→ **Tasks to carry out**:
1. In the account of the Class of 1972, how many young men made up that 12th grade class?
2. In the account of the Class of 1972, switch "tiny" to "modest" and write out the text from "THE SCHOOL itself" to "it around the world.".
3. Proceed with the account of the Class of 1972 from where it stops.

→ **Page excerpt**:
########################################

And so it was that the said 12th grade class of 1972 consisted of 21 young men, evenly distributed between “Joburgers” and boys from the countryside, who dormed at the on-site “hostel.” Three of their fathers served as rabbis in those small communities, and others were shopkeepers and the like. The group was far and away the largest of its era. None of those “hostel boys” were destined to return to the rural communities where they had spent their early years. Almost all of these boys entered either academic or rabbinic studies.

THE SCHOOL itself reflected the sea change that was taking place within the Jewish community. Founded in the mid-1950s by a small dedicated group of religious Jews, it had struggled to survive with a tiny enrollment as the only religious Jewish school in the entire country. But as those same boys came of bar mitzvah age, a seminal event would change the face of the community and many like it around the world.

The Six Day War and the resulting reunification of Jerusalem sparked an awakening of Jewish spirituality in a society that was already renowned for its Zionist ethos. Lay people became interested in Judaic studies and observance. The religious Bnei Akiva youth movement grew by leaps and bounds, and a number of those classmates played key roles in the leadership of the flourishing movement.

Then, in 1978, the White, Apartheid regime which had ruled the country with an iron fist was rudely awakened by the Soweto Uprising, which precipitated a progression that would culminate in the eventual release of Nelson Mandela in 1990 and the establishment of democracy in 1994. Like many of their white counterparts, Jews began to leave the country in droves, mainly to English-speaking countries around the world.

With the additional option available to the Jews, many grasped the historic opportunity and realized the dreams of their ancestors by settling in Israel. They included 12 of the Class of 1972, a proportion which, to my knowledge, is unparalleled. Seven of them would be among the first pioneering group of 50 families which in 1983 settled in the Israeli settlement of Efrat, whose ideology matched their own. Efrat is now a thriving town, but the influence of the South Africans is palpable to this day. Four migrated to the US, and of the five who remained in South Africa, three became rabbis as did two of the Israeli contingent. The others included dentists, accountants, engineers, businessmen, computer experts, an urban planner and a farmer in the Jordan Valley. Interestingly, there are no lawyers or doctors in the group.

########################################

(Stored records)
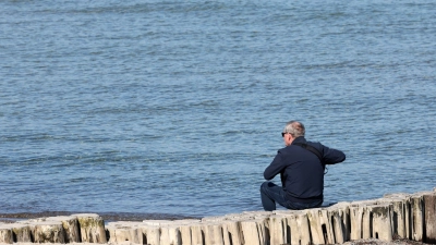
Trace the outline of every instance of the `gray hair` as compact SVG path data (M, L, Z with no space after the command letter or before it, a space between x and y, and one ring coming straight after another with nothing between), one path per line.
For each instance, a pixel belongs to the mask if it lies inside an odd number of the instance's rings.
M293 137L304 136L306 130L304 128L303 123L298 121L290 121L284 126L283 133L290 133Z

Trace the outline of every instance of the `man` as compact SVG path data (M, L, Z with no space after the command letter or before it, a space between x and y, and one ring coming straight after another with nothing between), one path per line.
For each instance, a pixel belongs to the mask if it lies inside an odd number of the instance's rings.
M286 147L278 150L265 169L267 181L261 186L262 205L266 211L276 210L276 203L294 210L319 207L326 164L346 160L342 151L307 142L304 133L304 125L298 121L288 122L281 133ZM269 182L279 173L282 186Z

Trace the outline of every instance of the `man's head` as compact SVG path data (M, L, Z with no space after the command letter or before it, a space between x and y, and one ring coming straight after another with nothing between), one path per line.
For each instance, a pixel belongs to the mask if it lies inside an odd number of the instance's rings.
M284 145L289 146L292 144L293 139L300 136L304 136L305 128L303 123L298 122L298 121L290 121L287 123L287 125L283 128L283 133L281 135L283 136Z

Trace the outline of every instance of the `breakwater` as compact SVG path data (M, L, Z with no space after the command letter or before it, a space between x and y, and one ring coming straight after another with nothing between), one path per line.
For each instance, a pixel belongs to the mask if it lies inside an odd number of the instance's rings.
M150 245L341 244L396 235L436 243L436 187L306 210L250 211L185 220L105 223L94 213L0 224L0 243Z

########################################

→ **Responses for each task**:
1. 21

2.
THE SCHOOL itself reflected the sea change that was taking place within the Jewish community. Founded in the mid-1950s by a small dedicated group of religious Jews, it had struggled to survive with a modest enrollment as the only religious Jewish school in the entire country. But as those same boys came of bar mitzvah age, a seminal event would change the face of the community and many like it around the world.

3.
The demography of South African Jewry today reflects all of these developments. The level of observance and Jewish knowledge among the seriously diminished group of 45-50,000 souls is exponentially greater than it was 50 years ago. Yeshiva College, which has five times the enrollment that it had in those early years, is just one of many educational institutions of its kind.

As for those precious small town communities, by the design of the very people who established them, they survive only in the memories of those who spent their formative years there. It is to the credit of the caring South African Jewish community that many of the beautiful synagogues and holy cemeteries are preserved in pristine condition to this day.

Most of the boys of the Class of 1972 have remained in close contact through the decades. Of the 18 surviving members, 11 recently attended a memorable get-together at Ein Gedi, two flying in from Johannesburg and one from Los Angeles. Over 100 of their grandchildren are in the army, perform National Service or are in schools and kindergartens around Israel. And the first great-grandchild was born recently.

The closeness forged among these young lads now entering their latter years continues to blossom. Beyond the natural bonds forged by teenagers, a subliminal sense of destiny emanating from the times of their lives makes the kinship among the boys of the Class of 1972 all that more significant. ❖

The writer produces heritage films for people wishing to pass on their stories and values to future generations. He is a proud member of the YC Class of 1972.